(Object position labeling entries)
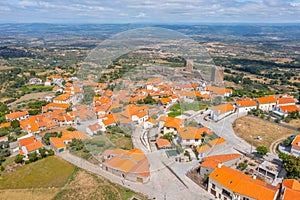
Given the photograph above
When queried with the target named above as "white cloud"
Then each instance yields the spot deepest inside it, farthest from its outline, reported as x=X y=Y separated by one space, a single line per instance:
x=154 y=10
x=140 y=15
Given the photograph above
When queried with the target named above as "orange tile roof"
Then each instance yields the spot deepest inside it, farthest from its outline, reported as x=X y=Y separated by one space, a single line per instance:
x=3 y=137
x=240 y=183
x=62 y=97
x=291 y=183
x=15 y=115
x=246 y=103
x=266 y=100
x=189 y=132
x=286 y=100
x=216 y=141
x=132 y=161
x=289 y=109
x=223 y=108
x=203 y=148
x=26 y=141
x=218 y=90
x=164 y=101
x=296 y=141
x=57 y=142
x=5 y=125
x=69 y=135
x=108 y=119
x=213 y=161
x=173 y=122
x=163 y=143
x=151 y=120
x=34 y=146
x=95 y=127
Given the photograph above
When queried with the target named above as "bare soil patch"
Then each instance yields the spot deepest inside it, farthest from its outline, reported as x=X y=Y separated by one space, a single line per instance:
x=249 y=128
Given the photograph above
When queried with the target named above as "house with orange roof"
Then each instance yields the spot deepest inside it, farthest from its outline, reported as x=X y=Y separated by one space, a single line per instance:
x=135 y=113
x=245 y=105
x=4 y=138
x=284 y=111
x=94 y=129
x=29 y=145
x=191 y=136
x=267 y=103
x=68 y=136
x=57 y=144
x=295 y=149
x=163 y=144
x=227 y=183
x=216 y=145
x=150 y=122
x=286 y=101
x=165 y=101
x=107 y=120
x=221 y=111
x=219 y=91
x=48 y=82
x=19 y=115
x=210 y=163
x=128 y=164
x=5 y=125
x=172 y=125
x=290 y=189
x=65 y=98
x=55 y=106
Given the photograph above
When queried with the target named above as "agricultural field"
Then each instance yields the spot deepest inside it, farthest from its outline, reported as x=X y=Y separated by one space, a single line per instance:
x=39 y=175
x=54 y=178
x=249 y=128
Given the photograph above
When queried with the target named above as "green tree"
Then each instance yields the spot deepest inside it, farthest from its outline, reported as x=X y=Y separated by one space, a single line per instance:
x=32 y=157
x=43 y=152
x=19 y=158
x=262 y=150
x=15 y=124
x=71 y=129
x=291 y=164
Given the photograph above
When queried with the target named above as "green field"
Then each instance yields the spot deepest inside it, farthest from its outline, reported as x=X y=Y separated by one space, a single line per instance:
x=179 y=108
x=49 y=172
x=54 y=178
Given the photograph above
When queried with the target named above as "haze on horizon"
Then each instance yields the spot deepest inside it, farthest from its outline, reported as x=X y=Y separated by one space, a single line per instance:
x=155 y=11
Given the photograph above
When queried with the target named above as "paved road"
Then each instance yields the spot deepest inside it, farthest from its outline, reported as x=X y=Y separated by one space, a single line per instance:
x=223 y=128
x=162 y=185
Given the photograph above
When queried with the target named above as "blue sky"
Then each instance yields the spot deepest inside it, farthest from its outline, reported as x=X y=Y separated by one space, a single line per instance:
x=154 y=11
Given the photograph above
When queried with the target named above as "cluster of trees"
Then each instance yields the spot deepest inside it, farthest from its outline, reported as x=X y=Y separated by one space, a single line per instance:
x=3 y=111
x=4 y=152
x=34 y=156
x=262 y=150
x=291 y=164
x=47 y=136
x=292 y=115
x=8 y=52
x=147 y=100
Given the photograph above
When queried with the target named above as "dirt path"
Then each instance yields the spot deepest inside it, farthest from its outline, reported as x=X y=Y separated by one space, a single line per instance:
x=274 y=144
x=38 y=95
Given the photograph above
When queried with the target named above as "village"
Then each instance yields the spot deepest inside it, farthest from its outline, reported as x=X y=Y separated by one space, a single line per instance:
x=173 y=125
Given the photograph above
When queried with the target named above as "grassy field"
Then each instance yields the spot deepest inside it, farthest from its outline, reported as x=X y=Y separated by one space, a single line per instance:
x=48 y=172
x=179 y=108
x=294 y=123
x=88 y=186
x=245 y=127
x=54 y=178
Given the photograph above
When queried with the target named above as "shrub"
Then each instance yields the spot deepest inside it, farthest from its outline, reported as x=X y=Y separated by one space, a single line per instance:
x=262 y=150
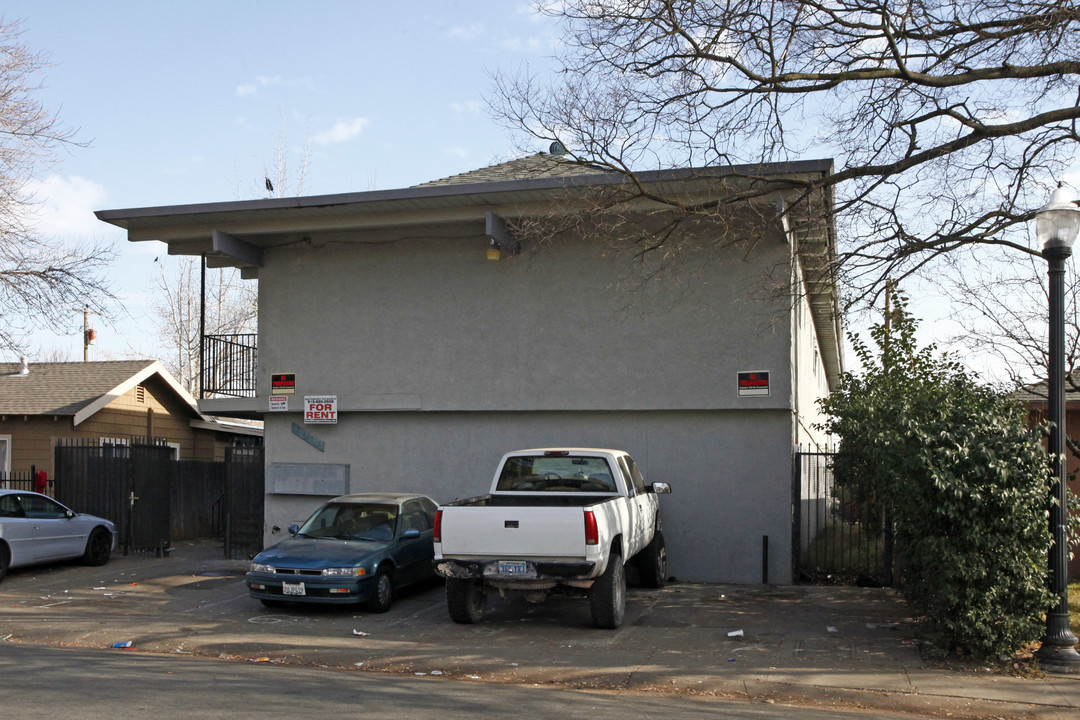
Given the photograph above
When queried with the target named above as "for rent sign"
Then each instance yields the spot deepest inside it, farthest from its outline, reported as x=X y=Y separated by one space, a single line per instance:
x=320 y=409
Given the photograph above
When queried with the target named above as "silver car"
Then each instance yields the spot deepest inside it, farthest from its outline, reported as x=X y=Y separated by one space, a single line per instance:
x=35 y=529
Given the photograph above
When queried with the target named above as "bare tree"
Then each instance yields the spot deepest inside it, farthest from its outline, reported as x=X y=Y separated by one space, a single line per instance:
x=948 y=120
x=40 y=277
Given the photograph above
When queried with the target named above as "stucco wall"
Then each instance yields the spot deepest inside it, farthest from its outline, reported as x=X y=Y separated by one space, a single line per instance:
x=729 y=472
x=431 y=324
x=442 y=361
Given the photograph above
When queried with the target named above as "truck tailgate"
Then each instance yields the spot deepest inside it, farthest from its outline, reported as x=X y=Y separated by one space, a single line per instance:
x=513 y=532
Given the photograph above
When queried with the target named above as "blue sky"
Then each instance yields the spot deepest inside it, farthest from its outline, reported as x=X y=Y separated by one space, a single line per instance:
x=184 y=103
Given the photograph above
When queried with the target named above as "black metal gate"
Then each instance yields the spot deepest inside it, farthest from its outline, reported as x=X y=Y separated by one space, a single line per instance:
x=126 y=483
x=840 y=535
x=244 y=501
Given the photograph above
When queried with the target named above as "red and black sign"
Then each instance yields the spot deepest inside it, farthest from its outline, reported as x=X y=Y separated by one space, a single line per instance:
x=754 y=384
x=283 y=383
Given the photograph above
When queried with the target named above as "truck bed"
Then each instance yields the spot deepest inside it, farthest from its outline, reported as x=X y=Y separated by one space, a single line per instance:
x=536 y=500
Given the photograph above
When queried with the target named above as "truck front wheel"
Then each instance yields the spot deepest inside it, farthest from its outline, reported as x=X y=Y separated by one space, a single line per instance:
x=607 y=597
x=466 y=600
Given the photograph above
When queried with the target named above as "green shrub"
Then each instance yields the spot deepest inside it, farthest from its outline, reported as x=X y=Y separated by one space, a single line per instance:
x=968 y=483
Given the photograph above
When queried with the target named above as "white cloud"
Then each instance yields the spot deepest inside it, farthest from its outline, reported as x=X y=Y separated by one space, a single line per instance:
x=342 y=130
x=65 y=205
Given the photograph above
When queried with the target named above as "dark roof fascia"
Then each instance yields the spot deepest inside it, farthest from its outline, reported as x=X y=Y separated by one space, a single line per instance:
x=119 y=217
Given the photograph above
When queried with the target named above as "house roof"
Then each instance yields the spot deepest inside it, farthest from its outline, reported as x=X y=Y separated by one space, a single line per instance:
x=530 y=166
x=235 y=233
x=77 y=389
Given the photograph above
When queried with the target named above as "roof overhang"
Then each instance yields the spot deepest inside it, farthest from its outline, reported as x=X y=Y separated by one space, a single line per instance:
x=238 y=233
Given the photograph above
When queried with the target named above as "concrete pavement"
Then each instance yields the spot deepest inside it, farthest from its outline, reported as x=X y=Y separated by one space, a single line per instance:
x=836 y=647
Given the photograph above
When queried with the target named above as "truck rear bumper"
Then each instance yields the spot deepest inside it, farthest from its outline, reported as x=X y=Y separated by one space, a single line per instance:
x=497 y=570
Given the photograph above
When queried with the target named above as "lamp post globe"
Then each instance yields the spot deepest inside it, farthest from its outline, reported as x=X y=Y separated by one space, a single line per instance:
x=1056 y=225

## Goal
Give every line back word for word and leave the pictures out.

## Task output
Given the photograph above
When queried with the target named above as "white cloud"
Then each instance yields the spot deepest inside it, farthest from its outline, reported as x=X y=Y separated by one space, a single line per instance:
x=154 y=10
x=140 y=15
Given the photograph above
When queried with the target named above as "orange tile roof"
Then each instance yields the spot deepest inside it, farthest from its outline, reported as x=X y=Y separated by one space, a single line per instance:
x=3 y=137
x=240 y=183
x=62 y=97
x=291 y=183
x=15 y=115
x=246 y=103
x=266 y=100
x=189 y=132
x=286 y=100
x=216 y=141
x=132 y=161
x=289 y=109
x=223 y=108
x=203 y=148
x=26 y=141
x=218 y=90
x=164 y=101
x=296 y=141
x=57 y=142
x=5 y=125
x=69 y=135
x=108 y=119
x=213 y=161
x=173 y=122
x=163 y=143
x=151 y=120
x=34 y=146
x=95 y=127
Given the photograph above
When queried with the target named above as "bare soil patch"
Then each instance yields the spot deepest inside it, farthest from its outline, reported as x=X y=Y separated by one space, a single line per instance:
x=249 y=128
Given the photograph above
When queried with the target named above as "house with orange roof"
Then each instance yields the spot deepest inside it, farthest from its outline, reported as x=X y=Y separated by one space, a single line per instance:
x=135 y=113
x=245 y=105
x=4 y=138
x=284 y=111
x=94 y=129
x=29 y=145
x=191 y=136
x=267 y=103
x=68 y=136
x=57 y=144
x=295 y=149
x=163 y=144
x=227 y=183
x=216 y=145
x=150 y=122
x=286 y=101
x=165 y=101
x=107 y=120
x=221 y=111
x=219 y=91
x=48 y=82
x=19 y=115
x=210 y=163
x=128 y=164
x=5 y=125
x=172 y=125
x=290 y=189
x=65 y=98
x=55 y=106
Given the photograph above
When queried with the target named above as "agricultural field"
Then each instance yields the spot deepest inside it, farthest from its outline, reported as x=X y=Y separated by one space, a single line per instance:
x=39 y=175
x=54 y=178
x=249 y=128
Given the photograph above
When queried with the target named above as "green tree"
Then each instance yields the spot deepest inside it, farthest from its outline, reported as x=X y=Y separated by one space, a single line per instance:
x=32 y=157
x=43 y=152
x=19 y=158
x=262 y=150
x=15 y=124
x=71 y=129
x=291 y=164
Given the photograph above
When queried with the target named above as "green field"
Then each instance yields the spot deepest inside it, farthest from its outline, reported as x=X y=Y separated by one space, a single line per instance:
x=179 y=108
x=49 y=172
x=54 y=178
Given the photograph above
When queried with the target named above as "haze on horizon"
Then each instance yields the spot deepest inside it, farthest from its outline, reported as x=X y=Y separated by one space, a single line per instance:
x=155 y=11
Given the photograph above
When queried with the target named above as "paved road"
Then each instance yields the spot deepest inside it, farthest from its outline, reported as x=X y=Y separated by one space, a single line per instance:
x=223 y=128
x=162 y=185
Given the photograph above
When queried with the target named above as "blue sky"
Then each instance yields the spot deepest inside it, farthest from its outline, reported as x=X y=Y separated by one space, a single line per instance:
x=154 y=11
Given the photograph above
When queried with the target named above as "cluster of trees"
Then each instance yields the spot deepest inside it, farthest from its outline, reported as x=X y=Y separated by one space, a single line per instance:
x=3 y=111
x=4 y=152
x=34 y=156
x=262 y=150
x=291 y=164
x=47 y=136
x=292 y=115
x=8 y=52
x=147 y=100
Given the photograph above
When queried with the target named above as "dirt path"
Then each instance yields the spot deepest inside it, farthest from its outline, reported as x=X y=Y separated by one space, a single line per instance:
x=274 y=144
x=38 y=95
Given the photograph above
When queried with the target named above as "village"
Then each instance yields the spot deepest inside it, farthest from its outline, reported as x=X y=Y separated by one space, a single line per instance:
x=173 y=125
Given the photograph above
When queried with the target named above as "grassy field"
Then each instance yields the spot deepest inside it, farthest from its outline, reported as x=X y=Y separated by one space, a single line per instance:
x=48 y=172
x=179 y=108
x=294 y=123
x=88 y=186
x=245 y=127
x=54 y=178
Given the photograph above
When queried with the target named above as "shrub"
Then each instance yields the spot deepest inside it, farthest from its outline, reported as x=X y=Y separated by one space, a single line per instance:
x=262 y=150
Given the photograph above
When queried with the target named above as "for rent sign"
Then each instance yields the spot deepest inside it, farthest from its outline, reported as x=X y=Y separated by one space, a single line per instance:
x=320 y=409
Given the photograph above
When queried with the target named above as "silver car"
Then each instance yields the spot deepest inside it, farthest from its outline, reported as x=X y=Y separated by one space, a single line per instance:
x=35 y=529
Given the photograph above
When queried with the target named above as "bare tree"
Then each instance yields the spot deepest inside it, farthest from its outline, reported as x=X y=Y separated by one space, a single line per instance:
x=948 y=120
x=40 y=277
Given the photograph above
When queried with the target named above as "stucco wall"
Then each instance yields the spot deepest inside it, farthest from its outline, reported as x=X y=Y separated by one space, a single line per instance:
x=729 y=472
x=431 y=324
x=442 y=361
Given the photograph above
When queried with the target named above as "truck tailgate"
Then each instance yields the spot deepest inside it, farthest from its outline, reported as x=X y=Y separated by one space, a single line per instance:
x=513 y=532
Given the photograph above
When queried with the target named above as "blue sky"
Then each instance yields the spot deepest inside it, farthest from its outline, reported as x=X y=Y separated by one space, a single line per instance:
x=184 y=103
Given the photograph above
When queried with the target named above as "black metal gate"
Then each instance yields the spot deepest inside it, farthest from its outline, reported as x=X y=Y separated by one space, a single line per instance:
x=126 y=483
x=840 y=535
x=244 y=501
Given the photograph above
When queried with the target named above as "red and black sign"
Then each instance yields the spot deepest inside it, farthest from its outline, reported as x=X y=Y separated by one space, a single line per instance:
x=754 y=384
x=283 y=383
Given the photograph above
When queried with the target named above as "truck bed"
Then each instance yields the spot deepest inside it, farthest from its outline, reported as x=X y=Y separated by one space, a single line per instance:
x=536 y=500
Given the photograph above
When queried with the target named above as "truck front wheel"
Then each instance yields the spot deepest inside it, farthest from its outline, reported as x=X y=Y separated by one space, a single line per instance:
x=607 y=597
x=466 y=600
Given the photograph above
When queried with the target named above as "green shrub"
Then each instance yields the spot deepest inside it, farthest from its outline, reported as x=X y=Y separated by one space, a single line per instance:
x=968 y=483
Given the photograph above
When queried with the target named above as "white cloud"
Then each instance yields the spot deepest inside it, farthest from its outline, reported as x=X y=Y separated by one space, a single line per instance:
x=342 y=130
x=65 y=205
Given the photograph above
When queried with the target named above as "dark roof fascia"
Then each instance yields the spot deepest inside it, farthest from its outline, reported as x=X y=Y separated by one space, a single line per instance:
x=119 y=217
Given the photograph above
When queried with the target named above as "house roof"
Then each instance yields the spot deepest inside it, farthest from its outline, reported as x=X y=Y separated by one space, a single line per instance:
x=530 y=166
x=235 y=233
x=77 y=389
Given the photograph above
When queried with the target named above as "roof overhang"
Then each instance yields the spot deepest inside it, farthest from its outline, reported as x=X y=Y separated by one space, a single line per instance:
x=238 y=233
Given the photograph above
When queried with the target named above as "concrete pavement"
Then each instance yields the spot deepest inside it, farthest from its outline, reported as x=X y=Y separated by one space, a single line per instance:
x=836 y=647
Given the photograph above
When queried with the target named above as "truck rear bumper"
Then each instance yields the spot deepest inside it, farthest from its outline, reported as x=X y=Y separated by one space, a single line per instance:
x=497 y=570
Given the photograph above
When queried with the target named above as "lamp post globe"
Then each instance yields the spot deepest inside it, farthest from its outline, reported as x=X y=Y separated by one space, a single line per instance:
x=1056 y=225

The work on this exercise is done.